- Required action A -
Using the essay on public health and Dear White People, decide whether each of the statements (i), (ii) and (iii) agrees with it: (i) the public health community has often focused on disease-based models of health; (ii) the two young men in the story line are named Lionel and Marcus; (iii) the show's depictions of the couple match the stereotype of hypersexualized men of color. For each, answer yes or no and quote the words from the essay that decide it.
- Required action B -
Pick up the essay on public health and Dear White People after its final sentence and continue it.

- Excerpted text -
While diving in to the second season of the Netflix dramedy Dear White People, I saw lessons for public health in a story line about two young men of color navigating dating and a new relationship with each other. The public health response to this couple would likely focus on how protection during sex between men is critical to reducing the risk of HIV. But Dear White People reminds us in subtle and sometimes explicit ways how complicated such a relationship can be, presenting a rich picture that illustrates how a range of factors shapes whether protection is considered and actually used during sex between men.
The public health community has often focused on disease-based models of health, meaning that doctors treat a specific disease without considering other aspects of the person’s experience that could contribute to the illness. So health officials often approaches sex education, and especially sex between men, by relaying simplified messages about the importance of using condoms, for example, without broader recognition of how negotiating that use can be complicated by such factors as the newness of a relationship or how much the couple trusts each other.
But any public health program or policy solely focused on a single risk behavior is unlikely to achieve the goal of reducing the number of people infected with a disease, according to a study in the American Journal of Public Health. A more holistic approach would address the different ways in which gender, sexuality and sexual desire intersect with racial and socioeconomic backgrounds to influence someone’s sexual decision-making.
On Dear White People, awkwardness abounds as the two young men—Lionel and Wesley—move toward each other and attempt to figure out whether and how to date in college. There is a great deal of texting with emojis, seemingly de rigueur when it comes to dating these days. Their scripted in-person conversations are sweet and tempered with self-conscious moments as is their physical intimacy. These depictions dramatically differ from the oft-depicted stereotype of hypersexualized men of color who masterfully navigate any social situation. The stereotype likely contributes to the notion that men of color are at increased risk for HIV because they have multiple partners when it’s more complicated than that. For instance, many may not have enough knowledge about safer sex practices to fully protect themselves against the risk for HIV.

(Stored data entries)
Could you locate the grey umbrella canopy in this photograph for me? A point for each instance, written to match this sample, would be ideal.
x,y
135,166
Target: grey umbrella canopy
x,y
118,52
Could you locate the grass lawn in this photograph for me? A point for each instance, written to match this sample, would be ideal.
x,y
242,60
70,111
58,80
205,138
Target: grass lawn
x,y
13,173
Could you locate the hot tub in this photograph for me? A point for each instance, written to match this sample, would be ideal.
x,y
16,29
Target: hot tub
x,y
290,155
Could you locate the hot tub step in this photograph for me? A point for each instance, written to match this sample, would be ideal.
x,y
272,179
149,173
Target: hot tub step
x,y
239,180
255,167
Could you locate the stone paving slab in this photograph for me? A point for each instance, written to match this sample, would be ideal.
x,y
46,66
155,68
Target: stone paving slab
...
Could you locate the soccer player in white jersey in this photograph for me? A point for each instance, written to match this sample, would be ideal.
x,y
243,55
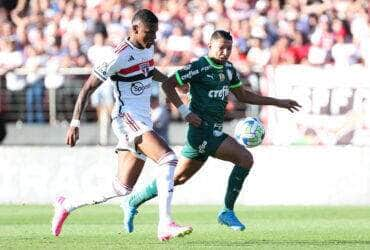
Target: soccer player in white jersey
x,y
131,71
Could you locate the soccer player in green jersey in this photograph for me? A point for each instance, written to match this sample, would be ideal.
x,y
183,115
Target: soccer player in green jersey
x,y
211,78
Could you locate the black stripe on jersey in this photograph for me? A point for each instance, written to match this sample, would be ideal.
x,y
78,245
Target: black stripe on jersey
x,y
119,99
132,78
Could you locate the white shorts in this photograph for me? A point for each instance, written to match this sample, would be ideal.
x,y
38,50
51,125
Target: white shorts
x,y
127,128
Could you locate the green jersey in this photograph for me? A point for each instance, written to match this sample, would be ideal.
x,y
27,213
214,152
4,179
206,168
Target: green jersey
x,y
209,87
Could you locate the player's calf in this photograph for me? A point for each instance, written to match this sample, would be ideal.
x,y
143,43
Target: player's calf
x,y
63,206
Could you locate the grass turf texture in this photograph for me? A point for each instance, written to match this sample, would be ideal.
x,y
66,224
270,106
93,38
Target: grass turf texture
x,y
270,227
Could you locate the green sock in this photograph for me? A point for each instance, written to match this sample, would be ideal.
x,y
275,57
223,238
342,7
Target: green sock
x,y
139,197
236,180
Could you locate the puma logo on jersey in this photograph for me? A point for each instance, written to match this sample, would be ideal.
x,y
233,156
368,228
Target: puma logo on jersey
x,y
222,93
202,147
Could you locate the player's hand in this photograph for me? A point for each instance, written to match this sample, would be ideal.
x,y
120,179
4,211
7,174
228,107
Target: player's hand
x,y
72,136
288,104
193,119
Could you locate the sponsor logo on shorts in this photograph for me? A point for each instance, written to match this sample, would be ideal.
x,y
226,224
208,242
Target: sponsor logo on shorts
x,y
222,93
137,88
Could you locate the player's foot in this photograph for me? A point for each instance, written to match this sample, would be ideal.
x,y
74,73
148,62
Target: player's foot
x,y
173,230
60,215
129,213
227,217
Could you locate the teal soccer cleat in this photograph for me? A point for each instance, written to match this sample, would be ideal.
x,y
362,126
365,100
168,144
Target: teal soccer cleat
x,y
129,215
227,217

- Exercise answer A -
(i) Yes: "The public health community has often focused on disease-based models of health"
(ii) No: "the two young men—Lionel and Wesley—move toward each other"
(iii) No: "These depictions dramatically differ from the oft-depicted stereotype of hypersexualized men of color"

- Exercise answer B -
For some time, public health programs have mainly addressed the disproportionate impact of HIV on young men of color. Gay and bisexual men from age 13 to 24 account for 55 percent of people diagnosed with AIDS, according to the most recent numbers from the Centers for Disease Control and Prevention. Of those men, nearly 40 percent are African-American and 24 percent are Hispanic/Latino, with the fastest increase in the number of new HIV infections occurring among Hispanic/Latino men.
There are several reasons why public health researchers have struggled with how best to address rising rates of HIV in general and especially among young men of color. One of the most challenging is the stigma associated with identifying as a gay or bisexual man, which leads many to not publicly identify as such. To counter this reluctance, public health officials came up with a term that could identify people who practiced the behavior without getting into the politics of what it means to identify as gay or bisexual—“men who have sex with men.”
But in a book published late last year, thought leaders in the field of HIV said placing all “men who have sex with men” into one monolithic category obscures important differences because it fails to take into account diverse identities, behaviors and sexualities. The authors urged public health researchers to consider how elements such as race, socioeconomic status and power dynamics within a relationship influence sexual decision-making.
Some of these factors are evident on Dear White People. At first, Lionel is interested in another character who is openly gay and seems to have had many sexual partners. Lionel consistently appears to lack self-confidence in this relationship, but that changes in his next one, with Wesley. They become equal partners (especially when it comes to awkwardness). The show includes some intimate scenes, but it doesn’t relay if condoms are used or how condom use is negotiated. Still, the shift in power dynamics can speak to the broader public health lesson that the decision to use or not use condoms can be influenced by the undercurrents of a relationship.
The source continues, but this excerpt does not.